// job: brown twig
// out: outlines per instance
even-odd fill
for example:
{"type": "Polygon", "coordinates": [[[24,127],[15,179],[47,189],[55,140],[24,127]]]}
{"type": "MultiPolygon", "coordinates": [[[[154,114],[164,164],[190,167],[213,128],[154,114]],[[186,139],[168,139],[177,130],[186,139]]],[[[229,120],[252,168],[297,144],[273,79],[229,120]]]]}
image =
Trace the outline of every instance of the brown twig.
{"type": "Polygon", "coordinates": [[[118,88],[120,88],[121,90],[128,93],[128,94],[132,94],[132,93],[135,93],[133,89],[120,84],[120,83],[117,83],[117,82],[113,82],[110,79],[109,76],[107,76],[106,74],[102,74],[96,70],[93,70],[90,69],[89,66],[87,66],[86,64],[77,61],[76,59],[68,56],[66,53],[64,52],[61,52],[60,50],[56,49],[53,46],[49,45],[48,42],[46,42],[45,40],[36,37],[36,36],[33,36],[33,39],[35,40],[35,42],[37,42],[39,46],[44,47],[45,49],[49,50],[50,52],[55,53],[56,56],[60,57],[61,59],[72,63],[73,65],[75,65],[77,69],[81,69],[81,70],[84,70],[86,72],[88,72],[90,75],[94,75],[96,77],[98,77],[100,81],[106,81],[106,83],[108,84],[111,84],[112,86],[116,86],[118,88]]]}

__Written instruction__:
Update the items above by replacing every occurrence of "brown twig" with "dry branch", leaving everything else unchanged.

__Exercise solution__:
// job: dry branch
// out: outlines per instance
even-odd fill
for example:
{"type": "Polygon", "coordinates": [[[24,127],[15,179],[47,189],[55,140],[24,127]]]}
{"type": "MultiPolygon", "coordinates": [[[[154,114],[164,164],[190,167],[213,128],[154,114]],[[186,139],[168,139],[177,130],[186,139]]],[[[229,120],[252,168],[297,144],[273,79],[229,120]]]]}
image =
Trace the outline of every instance of the dry branch.
{"type": "Polygon", "coordinates": [[[118,88],[120,88],[121,90],[128,93],[128,94],[132,94],[132,93],[135,93],[133,89],[120,84],[120,83],[117,83],[117,82],[113,82],[110,79],[109,76],[107,76],[106,74],[102,74],[96,70],[93,70],[90,69],[89,66],[87,66],[86,64],[77,61],[76,59],[68,56],[66,53],[64,52],[61,52],[60,50],[56,49],[53,46],[49,45],[48,42],[46,42],[45,40],[36,37],[36,36],[33,36],[33,39],[35,40],[35,42],[37,42],[39,46],[44,47],[45,49],[49,50],[50,52],[55,53],[56,56],[60,57],[61,59],[72,63],[73,65],[75,65],[77,69],[81,69],[81,70],[84,70],[86,72],[88,72],[90,75],[94,75],[96,77],[98,77],[100,81],[106,81],[106,83],[108,84],[111,84],[112,86],[116,86],[118,88]]]}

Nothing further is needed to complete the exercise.